_演習用テキスト_
'''
私の素性も知らないのに記事に共感してスキやいいねボタンを押してくださったり、シェアしてくださったり、はたまたフォローしてくださった方、ありがとうございます。何者かをちょっとだけ書きますと、現在NYのブルックリン在住のアーティストです。海外生活が長く、以前はベルギーに住んでいたこともあり、ヨーロッパ各国にもたくさん友人がいます。日本の伝統芸能もやっているので、日本にも一年にいつもなら3回くらいは帰ります。なんだかますます怪しい人物のようですが、それ程怪しくありません。

このように、三味線の音に乗って小便小僧と自由の女神とハチ公が輪になって踊っているような脳内風景の人間なので、ロックダウン中のNYの街にいても、あちこち他の国ことが気になって仕方がありません。特に日本の新コロナウイルス対策とアメリカの対策の違いは、ずっと気になっていました。今日はその中の一つ「Social Distancing と3密」について書いてみたいと思います。私はもちろん、医療の専門家でも、感染症のエキスパートでもありません。これから書くことはNYに住んでいる私が見聞きした情報を元にした一個人の私見ですので、それぞれのご判断でご参考になさって下さい


Social Distancing について

NYの新コロナ対策で人々に推奨されてること、ズバリその第一は Social Distancing です。ソーシャル・ディスタンシング。日頃はあまり使わない言葉なので、日本語では何て訳せばいいのかな、とググってみると「社会的距離戦略」とか「社会的距離の確保」とか訳されたりしているようです。ウィキペディア(英語ページ)によると公衆衛生の専門用語としては結構古くから使われているらしく、1916年のNY市でのポリオ流行時にもこの概念があったようです。詳しく説明すると長くなりますが、要するに人と人との社会的距離を保つことで、感染症の流行拡大を防ぐ方法、ということになります。
社会的距離を保つって言われても、何それー、わかんないー、とならないように、驚くほどキリッとした目安が出されています。それは家族や同居人以外の人との距離を常に、最低限6フィート以上保つ、という目安です。(下の追記を参照)これは室内であろうと、外であろうと常に同じ。6フィートは、ほぼ2メートルくらい。2メートルの距離を、散歩中であろうが、買物中であろうが、街中の人ががんばって保つわけです。
'''
データセットに含まれるレコード:
'''
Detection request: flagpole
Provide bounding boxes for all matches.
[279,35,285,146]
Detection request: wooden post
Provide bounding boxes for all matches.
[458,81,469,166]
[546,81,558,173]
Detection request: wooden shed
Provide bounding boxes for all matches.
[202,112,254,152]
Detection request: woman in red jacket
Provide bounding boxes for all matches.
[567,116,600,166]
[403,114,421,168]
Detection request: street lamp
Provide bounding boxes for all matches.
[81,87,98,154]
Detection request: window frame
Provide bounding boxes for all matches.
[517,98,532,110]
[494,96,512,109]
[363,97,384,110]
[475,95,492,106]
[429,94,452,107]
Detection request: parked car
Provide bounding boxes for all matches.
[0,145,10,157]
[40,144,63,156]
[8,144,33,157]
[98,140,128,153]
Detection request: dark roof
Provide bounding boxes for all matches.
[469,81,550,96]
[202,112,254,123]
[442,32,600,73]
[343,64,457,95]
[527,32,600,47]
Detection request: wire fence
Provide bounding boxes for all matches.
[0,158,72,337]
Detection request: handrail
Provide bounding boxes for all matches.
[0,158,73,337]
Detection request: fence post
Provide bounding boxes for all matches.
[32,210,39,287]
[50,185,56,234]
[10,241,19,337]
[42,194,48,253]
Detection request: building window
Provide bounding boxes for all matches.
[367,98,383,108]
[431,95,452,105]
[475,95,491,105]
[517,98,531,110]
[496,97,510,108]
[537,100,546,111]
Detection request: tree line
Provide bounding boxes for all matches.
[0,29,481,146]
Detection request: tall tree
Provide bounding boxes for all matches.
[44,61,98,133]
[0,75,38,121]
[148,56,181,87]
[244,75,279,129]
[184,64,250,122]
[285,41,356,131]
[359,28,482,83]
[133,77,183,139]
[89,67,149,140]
'''
_作業内容_
1. 演習用テキストのうち、「NYの新コロナ対策で人々に推」から「人ががんばって保つわけです。」までを両端も含めて一字一句違えずに書き写してください。
2. 演習用テキストで「社会的距離を保つって言われても」から始まる段落を、主な事実を残して箇条書きにまとめてください。

_各作業の解答_
1.
NYの新コロナ対策で人々に推奨されてること、ズバリその第一は Social Distancing です。ソーシャル・ディスタンシング。日頃はあまり使わない言葉なので、日本語では何て訳せばいいのかな、とググってみると「社会的距離戦略」とか「社会的距離の確保」とか訳されたりしているようです。ウィキペディア(英語ページ)によると公衆衛生の専門用語としては結構古くから使われているらしく、1916年のNY市でのポリオ流行時にもこの概念があったようです。詳しく説明すると長くなりますが、要するに人と人との社会的距離を保つことで、感染症の流行拡大を防ぐ方法、ということになります。
社会的距離を保つって言われても、何それー、わかんないー、とならないように、驚くほどキリッとした目安が出されています。それは家族や同居人以外の人との距離を常に、最低限6フィート以上保つ、という目安です。(下の追記を参照)これは室内であろうと、外であろうと常に同じ。6フィートは、ほぼ2メートルくらい。2メートルの距離を、散歩中であろうが、買物中であろうが、街中の人ががんばって保つわけです。

2.
- 社会的距離の保ち方には、はっきりした目安が出されている。
- 家族や同居人以外の人とは、常に最低6フィート以上の距離を保つ。
- 室内でも屋外でも、この目安は変わらない。
- 6フィートはおよそ2メートルにあたる。
- 散歩中も買物中も、街中の人がこの距離を保つよう努めている。